# Requirements:
Write out only the tail of the records, beginning at the line containing "Target: calm sea surface" and including the last line, exactly as written.

┄┄┄┄┄┄┄┄┄┄

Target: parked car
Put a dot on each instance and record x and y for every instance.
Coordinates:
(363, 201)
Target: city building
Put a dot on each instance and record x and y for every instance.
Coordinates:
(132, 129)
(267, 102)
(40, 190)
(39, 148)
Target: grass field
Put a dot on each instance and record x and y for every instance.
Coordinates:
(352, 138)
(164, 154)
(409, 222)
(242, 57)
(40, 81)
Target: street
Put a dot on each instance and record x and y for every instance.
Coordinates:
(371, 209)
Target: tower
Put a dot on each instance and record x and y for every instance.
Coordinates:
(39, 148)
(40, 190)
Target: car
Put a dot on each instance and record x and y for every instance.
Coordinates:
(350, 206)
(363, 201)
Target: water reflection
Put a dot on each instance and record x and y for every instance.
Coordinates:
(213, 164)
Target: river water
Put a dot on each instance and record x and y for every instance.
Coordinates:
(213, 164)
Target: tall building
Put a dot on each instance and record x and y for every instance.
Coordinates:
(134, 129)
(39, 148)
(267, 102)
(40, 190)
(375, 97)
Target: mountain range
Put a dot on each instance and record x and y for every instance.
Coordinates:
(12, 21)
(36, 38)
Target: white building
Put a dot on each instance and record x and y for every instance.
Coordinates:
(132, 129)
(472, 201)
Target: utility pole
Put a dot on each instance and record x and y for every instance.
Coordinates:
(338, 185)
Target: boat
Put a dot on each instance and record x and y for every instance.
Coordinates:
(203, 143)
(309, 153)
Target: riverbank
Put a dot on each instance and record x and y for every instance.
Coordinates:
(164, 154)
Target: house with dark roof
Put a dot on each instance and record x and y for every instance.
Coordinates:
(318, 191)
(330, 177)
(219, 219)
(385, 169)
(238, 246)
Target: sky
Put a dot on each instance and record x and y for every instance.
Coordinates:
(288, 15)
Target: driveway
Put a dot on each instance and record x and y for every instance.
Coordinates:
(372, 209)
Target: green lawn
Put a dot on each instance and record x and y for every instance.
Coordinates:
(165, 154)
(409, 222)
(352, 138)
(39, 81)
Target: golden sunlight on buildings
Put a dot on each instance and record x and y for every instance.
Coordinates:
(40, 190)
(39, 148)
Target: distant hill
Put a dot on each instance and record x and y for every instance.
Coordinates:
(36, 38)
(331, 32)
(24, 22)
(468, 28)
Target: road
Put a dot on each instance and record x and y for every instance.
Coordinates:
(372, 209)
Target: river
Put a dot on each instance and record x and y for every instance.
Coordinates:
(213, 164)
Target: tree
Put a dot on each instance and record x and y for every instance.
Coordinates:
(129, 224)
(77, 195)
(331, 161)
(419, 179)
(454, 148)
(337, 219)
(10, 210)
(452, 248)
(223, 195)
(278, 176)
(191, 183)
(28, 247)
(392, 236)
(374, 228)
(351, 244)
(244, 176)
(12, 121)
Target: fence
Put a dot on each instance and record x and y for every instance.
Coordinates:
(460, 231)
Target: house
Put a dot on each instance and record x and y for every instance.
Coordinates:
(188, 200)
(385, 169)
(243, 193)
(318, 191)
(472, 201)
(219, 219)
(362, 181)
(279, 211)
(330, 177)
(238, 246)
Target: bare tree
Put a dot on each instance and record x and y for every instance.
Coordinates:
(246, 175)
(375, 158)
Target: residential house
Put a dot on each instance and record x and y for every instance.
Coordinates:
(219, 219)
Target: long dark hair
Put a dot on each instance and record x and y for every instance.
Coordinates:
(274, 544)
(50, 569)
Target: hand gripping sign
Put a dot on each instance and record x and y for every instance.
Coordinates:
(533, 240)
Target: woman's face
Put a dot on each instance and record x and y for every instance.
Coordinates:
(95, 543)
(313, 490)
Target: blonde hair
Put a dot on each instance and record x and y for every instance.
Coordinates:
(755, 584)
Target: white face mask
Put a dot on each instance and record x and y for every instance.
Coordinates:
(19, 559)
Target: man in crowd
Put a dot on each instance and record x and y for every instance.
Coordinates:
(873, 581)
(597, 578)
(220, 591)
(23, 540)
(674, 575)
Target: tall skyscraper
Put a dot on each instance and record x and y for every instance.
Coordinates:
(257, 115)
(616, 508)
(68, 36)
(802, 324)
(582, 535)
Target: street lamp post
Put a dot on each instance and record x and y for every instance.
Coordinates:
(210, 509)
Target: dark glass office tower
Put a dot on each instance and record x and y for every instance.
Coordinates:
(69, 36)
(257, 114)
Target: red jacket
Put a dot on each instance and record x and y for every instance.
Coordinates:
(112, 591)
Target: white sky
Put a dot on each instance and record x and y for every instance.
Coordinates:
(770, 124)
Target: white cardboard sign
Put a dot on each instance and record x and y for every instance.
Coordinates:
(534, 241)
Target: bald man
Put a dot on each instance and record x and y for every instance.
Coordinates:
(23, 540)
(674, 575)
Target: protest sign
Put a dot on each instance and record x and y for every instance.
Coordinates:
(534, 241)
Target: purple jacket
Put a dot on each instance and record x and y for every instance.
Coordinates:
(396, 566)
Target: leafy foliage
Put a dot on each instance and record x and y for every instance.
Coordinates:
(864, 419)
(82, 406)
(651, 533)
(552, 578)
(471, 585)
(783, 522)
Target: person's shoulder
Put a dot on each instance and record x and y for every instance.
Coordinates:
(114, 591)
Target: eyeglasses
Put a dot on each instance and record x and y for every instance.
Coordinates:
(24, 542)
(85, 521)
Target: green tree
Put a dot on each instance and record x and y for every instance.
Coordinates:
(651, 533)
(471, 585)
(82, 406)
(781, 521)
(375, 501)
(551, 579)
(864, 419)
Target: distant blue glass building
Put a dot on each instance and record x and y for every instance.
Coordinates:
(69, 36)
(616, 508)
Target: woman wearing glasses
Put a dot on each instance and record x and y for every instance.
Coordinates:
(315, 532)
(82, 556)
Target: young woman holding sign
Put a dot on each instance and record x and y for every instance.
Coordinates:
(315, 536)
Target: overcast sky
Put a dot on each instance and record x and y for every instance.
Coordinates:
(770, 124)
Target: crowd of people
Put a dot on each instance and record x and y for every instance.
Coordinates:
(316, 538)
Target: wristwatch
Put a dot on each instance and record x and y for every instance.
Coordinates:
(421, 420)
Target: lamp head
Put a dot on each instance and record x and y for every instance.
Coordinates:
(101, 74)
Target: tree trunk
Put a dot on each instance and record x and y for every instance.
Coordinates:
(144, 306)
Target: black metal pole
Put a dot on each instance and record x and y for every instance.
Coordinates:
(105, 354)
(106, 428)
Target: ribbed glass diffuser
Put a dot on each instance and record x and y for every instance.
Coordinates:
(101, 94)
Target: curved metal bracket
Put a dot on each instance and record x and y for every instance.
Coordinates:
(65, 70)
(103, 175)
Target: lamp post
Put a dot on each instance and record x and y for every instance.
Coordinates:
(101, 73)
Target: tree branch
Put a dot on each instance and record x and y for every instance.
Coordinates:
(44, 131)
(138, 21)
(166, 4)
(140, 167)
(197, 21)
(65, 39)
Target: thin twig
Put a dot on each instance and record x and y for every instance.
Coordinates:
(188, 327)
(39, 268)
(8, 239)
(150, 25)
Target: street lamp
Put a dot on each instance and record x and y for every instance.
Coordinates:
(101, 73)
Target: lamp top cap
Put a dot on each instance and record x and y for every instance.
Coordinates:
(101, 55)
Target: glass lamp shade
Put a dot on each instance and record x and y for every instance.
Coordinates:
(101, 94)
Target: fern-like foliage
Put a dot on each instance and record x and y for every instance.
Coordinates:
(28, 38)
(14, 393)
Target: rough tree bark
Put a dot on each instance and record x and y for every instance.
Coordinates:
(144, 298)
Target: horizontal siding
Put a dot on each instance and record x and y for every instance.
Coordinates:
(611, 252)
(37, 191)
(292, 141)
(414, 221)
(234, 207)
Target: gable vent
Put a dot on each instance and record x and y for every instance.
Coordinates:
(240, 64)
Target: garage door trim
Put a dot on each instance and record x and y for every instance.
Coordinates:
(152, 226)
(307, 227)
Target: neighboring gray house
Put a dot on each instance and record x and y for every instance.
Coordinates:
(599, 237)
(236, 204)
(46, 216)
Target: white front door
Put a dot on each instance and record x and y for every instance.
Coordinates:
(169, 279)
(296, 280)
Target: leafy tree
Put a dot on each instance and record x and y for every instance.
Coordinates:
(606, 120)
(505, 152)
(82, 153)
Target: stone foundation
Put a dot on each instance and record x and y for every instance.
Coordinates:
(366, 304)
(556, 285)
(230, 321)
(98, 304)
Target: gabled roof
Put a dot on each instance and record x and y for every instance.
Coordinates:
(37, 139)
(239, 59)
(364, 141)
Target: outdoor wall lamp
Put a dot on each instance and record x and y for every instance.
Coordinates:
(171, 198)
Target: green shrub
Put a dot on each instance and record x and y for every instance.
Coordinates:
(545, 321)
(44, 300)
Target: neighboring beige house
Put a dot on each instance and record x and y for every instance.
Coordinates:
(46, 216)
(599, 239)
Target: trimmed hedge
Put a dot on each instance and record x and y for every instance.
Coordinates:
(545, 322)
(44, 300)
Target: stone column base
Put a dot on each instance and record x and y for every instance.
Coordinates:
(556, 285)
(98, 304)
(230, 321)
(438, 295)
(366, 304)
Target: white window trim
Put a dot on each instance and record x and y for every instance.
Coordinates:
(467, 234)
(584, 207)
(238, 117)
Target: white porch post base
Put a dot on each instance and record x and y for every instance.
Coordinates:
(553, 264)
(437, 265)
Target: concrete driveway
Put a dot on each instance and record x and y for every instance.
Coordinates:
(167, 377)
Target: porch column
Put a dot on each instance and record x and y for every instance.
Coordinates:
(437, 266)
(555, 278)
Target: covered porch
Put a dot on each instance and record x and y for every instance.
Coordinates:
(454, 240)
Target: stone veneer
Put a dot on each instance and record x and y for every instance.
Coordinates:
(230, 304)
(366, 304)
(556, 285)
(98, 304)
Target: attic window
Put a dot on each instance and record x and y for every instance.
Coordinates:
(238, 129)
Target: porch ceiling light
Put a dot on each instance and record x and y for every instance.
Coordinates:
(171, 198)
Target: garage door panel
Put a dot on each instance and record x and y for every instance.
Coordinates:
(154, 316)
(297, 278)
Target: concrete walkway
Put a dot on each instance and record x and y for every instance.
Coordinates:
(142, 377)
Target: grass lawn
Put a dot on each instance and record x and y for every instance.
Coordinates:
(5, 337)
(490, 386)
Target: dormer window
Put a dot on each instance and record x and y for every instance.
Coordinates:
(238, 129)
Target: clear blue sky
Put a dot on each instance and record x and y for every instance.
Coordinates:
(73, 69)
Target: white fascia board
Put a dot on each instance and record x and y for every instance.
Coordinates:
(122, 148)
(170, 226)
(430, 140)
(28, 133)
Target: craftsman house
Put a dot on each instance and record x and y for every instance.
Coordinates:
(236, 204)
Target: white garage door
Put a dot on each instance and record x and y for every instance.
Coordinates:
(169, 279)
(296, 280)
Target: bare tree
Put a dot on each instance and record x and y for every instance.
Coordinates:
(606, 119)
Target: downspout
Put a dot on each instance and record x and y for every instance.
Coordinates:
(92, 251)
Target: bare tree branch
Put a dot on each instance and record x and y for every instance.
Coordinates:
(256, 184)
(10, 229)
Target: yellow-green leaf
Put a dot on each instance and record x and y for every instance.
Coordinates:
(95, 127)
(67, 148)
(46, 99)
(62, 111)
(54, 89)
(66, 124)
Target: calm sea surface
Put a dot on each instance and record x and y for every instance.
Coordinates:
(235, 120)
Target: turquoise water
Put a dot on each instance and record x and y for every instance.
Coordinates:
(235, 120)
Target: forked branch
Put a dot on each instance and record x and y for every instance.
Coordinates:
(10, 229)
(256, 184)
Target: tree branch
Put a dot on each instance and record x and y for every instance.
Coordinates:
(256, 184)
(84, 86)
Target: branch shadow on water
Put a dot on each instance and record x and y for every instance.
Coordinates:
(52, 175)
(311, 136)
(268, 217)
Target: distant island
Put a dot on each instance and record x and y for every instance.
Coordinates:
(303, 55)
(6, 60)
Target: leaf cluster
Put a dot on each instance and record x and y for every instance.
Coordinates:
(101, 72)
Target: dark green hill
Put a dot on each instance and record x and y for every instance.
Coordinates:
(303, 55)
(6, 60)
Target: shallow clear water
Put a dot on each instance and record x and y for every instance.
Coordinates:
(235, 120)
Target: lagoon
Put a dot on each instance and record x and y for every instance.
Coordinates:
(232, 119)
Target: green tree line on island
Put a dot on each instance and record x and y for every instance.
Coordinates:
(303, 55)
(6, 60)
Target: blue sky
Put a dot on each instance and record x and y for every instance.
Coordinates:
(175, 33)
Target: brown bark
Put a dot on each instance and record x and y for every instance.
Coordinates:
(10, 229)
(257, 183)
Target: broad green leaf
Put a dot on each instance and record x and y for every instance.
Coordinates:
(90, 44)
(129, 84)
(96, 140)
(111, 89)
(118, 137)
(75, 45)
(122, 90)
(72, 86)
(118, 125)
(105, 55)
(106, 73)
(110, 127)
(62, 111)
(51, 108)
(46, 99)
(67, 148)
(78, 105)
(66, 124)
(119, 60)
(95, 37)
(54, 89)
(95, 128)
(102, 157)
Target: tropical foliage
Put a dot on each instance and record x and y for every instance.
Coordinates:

┄┄┄┄┄┄┄┄┄┄

# Task response:
Target: calm sea surface
Put a dot on each instance and record x and y for every instance.
Coordinates:
(235, 120)
Target: turquoise water
Put a dot on each instance and record x and y for every instance.
Coordinates:
(235, 120)
Target: forked branch
Put a dot on each instance and record x and y for every instance.
Coordinates:
(10, 229)
(256, 184)
Target: tree branch
Put a dot on each instance and record x and y for every instance.
Coordinates:
(256, 184)
(84, 86)
Target: branch shadow on water
Put a dot on each instance and record x and y for every instance.
Coordinates:
(52, 175)
(311, 136)
(268, 217)
Target: distant island
Put a dot on each instance and record x and y for every instance.
Coordinates:
(303, 55)
(6, 60)
Target: leaf cluster
Put a dot on each instance and record x and y for every instance.
Coordinates:
(101, 72)
Target: dark green hill
Put a dot on each instance and record x and y for every instance.
Coordinates:
(303, 55)
(6, 60)
Target: shallow clear water
Put a dot on each instance and record x and y for every instance.
Coordinates:
(235, 120)
Target: lagoon
Put a dot on each instance and record x and y for every instance.
Coordinates:
(232, 119)
Target: green tree line on island
Put a dot on each instance and record x and y for every instance.
Coordinates:
(303, 55)
(6, 60)
Target: blue sky
Put a dot on each instance and record x and y for every instance.
Coordinates:
(175, 33)
Target: brown bark
Put a dot on each instance and record x and y for every instance.
Coordinates:
(10, 229)
(257, 183)
Target: broad green leaf
Put a dot on each instance and record x and y for every instance.
Coordinates:
(90, 44)
(129, 84)
(96, 140)
(111, 89)
(118, 137)
(75, 45)
(122, 90)
(72, 86)
(118, 125)
(105, 55)
(106, 73)
(110, 127)
(62, 111)
(51, 108)
(46, 99)
(67, 148)
(78, 105)
(66, 124)
(119, 60)
(95, 37)
(54, 89)
(95, 128)
(102, 157)
Target: tropical foliage
Put a dot on each instance and record x and y for every instance.
Coordinates:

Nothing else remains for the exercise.